In the cancer data-linkage project text, condense the paragraph beginning "Cancer is a significant cause of morbidity" into a short bulleted list that keeps its main facts.

> _EXCERPTED PASSAGE_
=======

- National Institutes of Health (NIH)/National Cancer Institute (NCI)
- National Institutes of Health (NIH)/National Center for Advancing Translational Sciences (NCATS)
- 11/01/2023
- Linking Clinical and Other Data for Research
- Use of Clinical Data for Resesarch
- Use of Publicly-Funded Data Systems for Research
STATUS: Active Project
BACKGROUND
Cancer is a significant cause of morbidity and the second leading cause of mortality in the U.S. Because relevant data are dispersed across disparate databases, it is difficult to generate and make available evidence on the comparative effectiveness of cancer treatments and treatment variations, and a range of patient outcomes over time. Linking data from complementary sources to create more robust, detailed, high-quality datasets would therefore enable researchers to more effectively and efficiently conduct the studies needed to capture the full trajectory of cancer patients’ care, characterize the variations in cancer treatments, and ascertain the impact of treatment variations on patient outcomes.
In response to this need, this project will link data from the National Cancer Institute’s (NCI) Surveillance, Epidemiology, and End Results (SEER) program with electronic health record (EHR) data maintained by the National Center for Advancing Translational Sciences’ (NCATS) National Clinical Cohort Collaborative (N3C). The SEER program is a comprehensive population-based cancer reporting system that collects and publishes data on nearly 50% of the U.S. population. Although the SEER cancer registries have detailed data on a cancer patient’s diagnosis, stage of cancer, and initial treatment, they lack data on subsequent treatments and on patient outcomes other than mortality. The NCATS’ N3C platform offers one of the largest collections of secure and deidentified clinical data for COVID-19 research and this project will expand its use for patient-centered outcomes research (PCOR) on cancer in COVID and non-COVID individuals. The EHRs data on N3C contain additional patient-level data (e.g., demographics, medical history, clinical notes, medications, and test results) not available in the SEER registry. By 1/conducting these data linkage (EHRs data with SEER registry data) and (2) assessing the capability of the resulting linked datasets, this project will significantly enhance the data infrastructure for PCOR studies on cancer.
PROJECT PURPOSE & GOALS
Purpose
This project will build and strengthen data infrastructure for patient-centered outcomes research in cancer by:
- Linking SEER cancer registry and EHR data using privacy-preserving record linkage methods (PPRL)
- Creating cancer treatment cohorts and extracting data on patient outcomes from the linked datasets (the cohorts will include one common cancer and one rare cancer)
- Assessing the capability of the linked datasets to address PCOR questions
- Establishing a data use request process to make the linked datasets available to, and facilitate their use by, researchers
Developing and providing access to a high-quality, longitudinal cancer database will improve (1) the efficiency with which PCOR studies can be designed and conducted, given the availability of accessible, standardized, and linked data and (2) the robustness of the evidence that is generated, by leveraging a more comprehensive set of data and analytic resources.

=======

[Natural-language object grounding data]

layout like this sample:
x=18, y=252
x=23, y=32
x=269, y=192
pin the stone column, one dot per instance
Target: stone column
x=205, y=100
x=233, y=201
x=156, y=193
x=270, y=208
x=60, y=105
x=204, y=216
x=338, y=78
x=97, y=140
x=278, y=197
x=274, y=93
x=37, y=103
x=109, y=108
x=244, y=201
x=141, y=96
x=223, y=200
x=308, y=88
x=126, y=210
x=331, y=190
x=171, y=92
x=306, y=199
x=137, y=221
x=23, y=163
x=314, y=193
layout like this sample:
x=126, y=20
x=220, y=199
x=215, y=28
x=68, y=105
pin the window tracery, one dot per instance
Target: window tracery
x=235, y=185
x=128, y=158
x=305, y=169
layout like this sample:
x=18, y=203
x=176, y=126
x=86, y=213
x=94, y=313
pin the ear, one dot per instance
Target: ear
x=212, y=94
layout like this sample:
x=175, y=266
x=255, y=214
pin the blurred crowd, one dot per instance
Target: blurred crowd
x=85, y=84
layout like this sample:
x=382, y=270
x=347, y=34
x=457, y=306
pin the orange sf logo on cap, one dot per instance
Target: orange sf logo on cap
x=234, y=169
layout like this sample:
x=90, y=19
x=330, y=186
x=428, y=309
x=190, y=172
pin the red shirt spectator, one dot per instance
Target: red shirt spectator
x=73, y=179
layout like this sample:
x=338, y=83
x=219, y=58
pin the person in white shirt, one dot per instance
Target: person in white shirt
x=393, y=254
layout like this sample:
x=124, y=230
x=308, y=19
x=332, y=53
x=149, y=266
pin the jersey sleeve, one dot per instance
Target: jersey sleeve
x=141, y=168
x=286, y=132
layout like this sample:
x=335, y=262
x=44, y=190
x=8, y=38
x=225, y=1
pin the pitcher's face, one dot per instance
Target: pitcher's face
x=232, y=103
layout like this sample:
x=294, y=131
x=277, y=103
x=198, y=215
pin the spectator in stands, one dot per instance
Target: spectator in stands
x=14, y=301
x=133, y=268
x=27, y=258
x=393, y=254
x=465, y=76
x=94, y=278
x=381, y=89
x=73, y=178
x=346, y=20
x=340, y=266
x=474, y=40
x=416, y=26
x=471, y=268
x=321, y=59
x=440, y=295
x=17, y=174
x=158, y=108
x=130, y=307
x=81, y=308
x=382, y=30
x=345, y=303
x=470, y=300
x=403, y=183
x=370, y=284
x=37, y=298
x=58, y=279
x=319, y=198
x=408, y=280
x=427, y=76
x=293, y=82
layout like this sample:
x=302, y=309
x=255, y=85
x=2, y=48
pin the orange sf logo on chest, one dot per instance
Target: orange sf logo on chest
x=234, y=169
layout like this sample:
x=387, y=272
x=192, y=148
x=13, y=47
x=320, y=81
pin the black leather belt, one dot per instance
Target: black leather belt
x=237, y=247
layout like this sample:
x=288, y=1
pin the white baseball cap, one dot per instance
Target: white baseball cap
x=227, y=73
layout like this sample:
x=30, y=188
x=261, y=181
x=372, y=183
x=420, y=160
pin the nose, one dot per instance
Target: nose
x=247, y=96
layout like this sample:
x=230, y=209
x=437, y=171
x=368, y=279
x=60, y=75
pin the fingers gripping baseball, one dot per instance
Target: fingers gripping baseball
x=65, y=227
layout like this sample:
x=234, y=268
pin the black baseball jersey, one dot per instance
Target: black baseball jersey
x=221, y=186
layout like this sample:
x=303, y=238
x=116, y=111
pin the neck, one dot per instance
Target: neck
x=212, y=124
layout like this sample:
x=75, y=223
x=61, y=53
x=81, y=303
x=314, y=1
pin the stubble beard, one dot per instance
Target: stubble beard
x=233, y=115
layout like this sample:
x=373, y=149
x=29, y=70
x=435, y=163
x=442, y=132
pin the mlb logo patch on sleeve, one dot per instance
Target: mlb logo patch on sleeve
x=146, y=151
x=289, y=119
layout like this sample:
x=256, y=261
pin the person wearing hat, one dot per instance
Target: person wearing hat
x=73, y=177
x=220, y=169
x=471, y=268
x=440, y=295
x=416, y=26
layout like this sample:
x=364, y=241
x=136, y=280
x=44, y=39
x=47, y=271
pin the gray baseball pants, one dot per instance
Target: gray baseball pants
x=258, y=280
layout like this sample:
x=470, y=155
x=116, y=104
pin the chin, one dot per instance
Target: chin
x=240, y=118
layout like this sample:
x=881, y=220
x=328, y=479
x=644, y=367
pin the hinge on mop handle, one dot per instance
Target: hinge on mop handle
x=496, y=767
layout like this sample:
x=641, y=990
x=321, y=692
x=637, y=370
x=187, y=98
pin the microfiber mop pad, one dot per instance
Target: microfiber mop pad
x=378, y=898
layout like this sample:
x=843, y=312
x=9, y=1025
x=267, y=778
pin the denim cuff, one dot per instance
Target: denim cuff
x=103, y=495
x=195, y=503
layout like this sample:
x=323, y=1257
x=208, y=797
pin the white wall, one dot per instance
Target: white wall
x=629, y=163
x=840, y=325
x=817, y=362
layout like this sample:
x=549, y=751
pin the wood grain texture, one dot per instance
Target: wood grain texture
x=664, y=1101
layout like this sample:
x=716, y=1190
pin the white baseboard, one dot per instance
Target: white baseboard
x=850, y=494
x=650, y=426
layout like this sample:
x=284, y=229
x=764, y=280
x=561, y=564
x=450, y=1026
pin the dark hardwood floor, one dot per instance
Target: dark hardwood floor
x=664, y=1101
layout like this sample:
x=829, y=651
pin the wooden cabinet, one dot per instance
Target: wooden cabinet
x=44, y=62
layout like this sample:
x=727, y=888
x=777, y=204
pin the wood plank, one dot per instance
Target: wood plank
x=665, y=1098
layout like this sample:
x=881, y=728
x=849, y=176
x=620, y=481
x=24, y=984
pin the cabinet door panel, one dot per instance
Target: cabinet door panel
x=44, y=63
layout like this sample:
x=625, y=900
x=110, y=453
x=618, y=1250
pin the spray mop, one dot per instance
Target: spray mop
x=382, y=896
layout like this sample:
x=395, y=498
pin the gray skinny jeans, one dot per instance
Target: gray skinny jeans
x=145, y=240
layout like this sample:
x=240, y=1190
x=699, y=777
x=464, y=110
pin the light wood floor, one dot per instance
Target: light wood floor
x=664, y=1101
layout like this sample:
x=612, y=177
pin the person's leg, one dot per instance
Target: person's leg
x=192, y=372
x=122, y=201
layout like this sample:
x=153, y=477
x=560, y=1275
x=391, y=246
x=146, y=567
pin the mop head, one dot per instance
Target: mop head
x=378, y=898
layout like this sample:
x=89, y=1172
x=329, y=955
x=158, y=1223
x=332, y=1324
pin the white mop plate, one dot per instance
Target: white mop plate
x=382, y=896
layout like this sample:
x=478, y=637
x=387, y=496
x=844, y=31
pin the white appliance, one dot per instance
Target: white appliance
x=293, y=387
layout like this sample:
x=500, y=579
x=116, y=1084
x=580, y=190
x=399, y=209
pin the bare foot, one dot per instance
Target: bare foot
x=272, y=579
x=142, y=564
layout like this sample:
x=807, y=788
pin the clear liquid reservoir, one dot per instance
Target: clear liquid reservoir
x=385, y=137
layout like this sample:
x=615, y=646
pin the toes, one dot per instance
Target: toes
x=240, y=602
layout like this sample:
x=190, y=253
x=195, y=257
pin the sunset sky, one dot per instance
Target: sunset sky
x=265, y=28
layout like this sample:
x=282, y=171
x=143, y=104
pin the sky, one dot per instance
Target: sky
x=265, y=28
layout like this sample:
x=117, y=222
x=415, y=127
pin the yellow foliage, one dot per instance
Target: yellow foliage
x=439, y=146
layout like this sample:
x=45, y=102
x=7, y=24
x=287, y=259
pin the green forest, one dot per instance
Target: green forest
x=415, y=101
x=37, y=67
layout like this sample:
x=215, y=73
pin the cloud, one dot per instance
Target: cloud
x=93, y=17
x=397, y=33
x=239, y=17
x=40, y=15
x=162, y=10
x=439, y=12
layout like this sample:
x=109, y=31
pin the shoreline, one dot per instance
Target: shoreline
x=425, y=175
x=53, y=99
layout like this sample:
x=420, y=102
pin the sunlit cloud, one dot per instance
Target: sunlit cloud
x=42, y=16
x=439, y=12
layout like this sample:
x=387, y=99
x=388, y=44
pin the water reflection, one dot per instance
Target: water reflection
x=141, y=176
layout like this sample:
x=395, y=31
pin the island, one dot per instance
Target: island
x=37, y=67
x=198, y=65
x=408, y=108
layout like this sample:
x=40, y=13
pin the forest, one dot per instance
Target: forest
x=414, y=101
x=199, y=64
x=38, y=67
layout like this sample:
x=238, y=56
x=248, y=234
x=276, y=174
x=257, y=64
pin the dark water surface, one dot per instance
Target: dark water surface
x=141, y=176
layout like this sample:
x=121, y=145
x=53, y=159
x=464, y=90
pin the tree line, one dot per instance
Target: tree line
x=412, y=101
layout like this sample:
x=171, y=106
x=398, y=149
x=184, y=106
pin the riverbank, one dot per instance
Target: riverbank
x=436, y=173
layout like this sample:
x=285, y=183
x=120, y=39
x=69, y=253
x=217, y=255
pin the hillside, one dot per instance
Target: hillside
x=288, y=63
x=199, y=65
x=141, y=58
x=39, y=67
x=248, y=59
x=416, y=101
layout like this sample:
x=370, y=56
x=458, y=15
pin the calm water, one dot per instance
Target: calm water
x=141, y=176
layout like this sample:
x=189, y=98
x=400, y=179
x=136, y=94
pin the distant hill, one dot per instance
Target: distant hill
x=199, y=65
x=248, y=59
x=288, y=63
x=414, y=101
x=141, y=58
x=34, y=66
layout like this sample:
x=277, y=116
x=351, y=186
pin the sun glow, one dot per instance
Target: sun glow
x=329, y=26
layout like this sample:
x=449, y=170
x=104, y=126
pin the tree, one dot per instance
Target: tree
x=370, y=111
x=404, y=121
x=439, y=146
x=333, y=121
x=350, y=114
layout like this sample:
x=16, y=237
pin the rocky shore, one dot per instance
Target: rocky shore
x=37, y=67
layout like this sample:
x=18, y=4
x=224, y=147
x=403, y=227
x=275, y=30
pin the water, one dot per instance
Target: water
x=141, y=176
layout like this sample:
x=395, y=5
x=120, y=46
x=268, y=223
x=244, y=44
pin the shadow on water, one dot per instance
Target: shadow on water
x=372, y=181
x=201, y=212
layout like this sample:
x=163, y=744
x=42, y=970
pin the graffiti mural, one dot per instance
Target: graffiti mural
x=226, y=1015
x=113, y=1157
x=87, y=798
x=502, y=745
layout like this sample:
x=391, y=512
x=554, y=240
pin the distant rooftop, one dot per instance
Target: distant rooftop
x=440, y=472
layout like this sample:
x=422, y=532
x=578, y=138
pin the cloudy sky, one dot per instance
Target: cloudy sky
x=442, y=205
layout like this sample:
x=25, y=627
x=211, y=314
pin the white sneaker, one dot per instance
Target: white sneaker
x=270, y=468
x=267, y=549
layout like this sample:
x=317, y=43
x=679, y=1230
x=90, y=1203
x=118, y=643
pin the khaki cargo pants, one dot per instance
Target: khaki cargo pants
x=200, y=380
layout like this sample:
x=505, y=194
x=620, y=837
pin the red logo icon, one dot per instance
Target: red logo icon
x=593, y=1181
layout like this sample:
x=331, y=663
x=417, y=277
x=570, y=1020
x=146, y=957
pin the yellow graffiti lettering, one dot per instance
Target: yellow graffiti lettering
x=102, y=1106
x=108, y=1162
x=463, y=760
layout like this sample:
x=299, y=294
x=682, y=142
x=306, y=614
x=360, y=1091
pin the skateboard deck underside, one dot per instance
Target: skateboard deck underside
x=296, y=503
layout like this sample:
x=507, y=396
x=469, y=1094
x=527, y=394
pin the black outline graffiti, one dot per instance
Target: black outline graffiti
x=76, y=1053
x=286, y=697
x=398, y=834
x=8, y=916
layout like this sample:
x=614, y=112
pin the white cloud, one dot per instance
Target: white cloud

=======

> _SOLVED PROBLEM_
- Cancer is a major cause of illness and the second leading cause of death in the U.S.
- Relevant data are scattered across separate databases. This makes it hard to produce and share evidence on how cancer treatments and their variations compare, and on patient outcomes over time.
- Linking complementary data sources into more robust, detailed, high-quality datasets would help researchers:
  - follow the full course of cancer patients' care
  - describe variations in cancer treatments
  - determine how those variations affect patient outcomes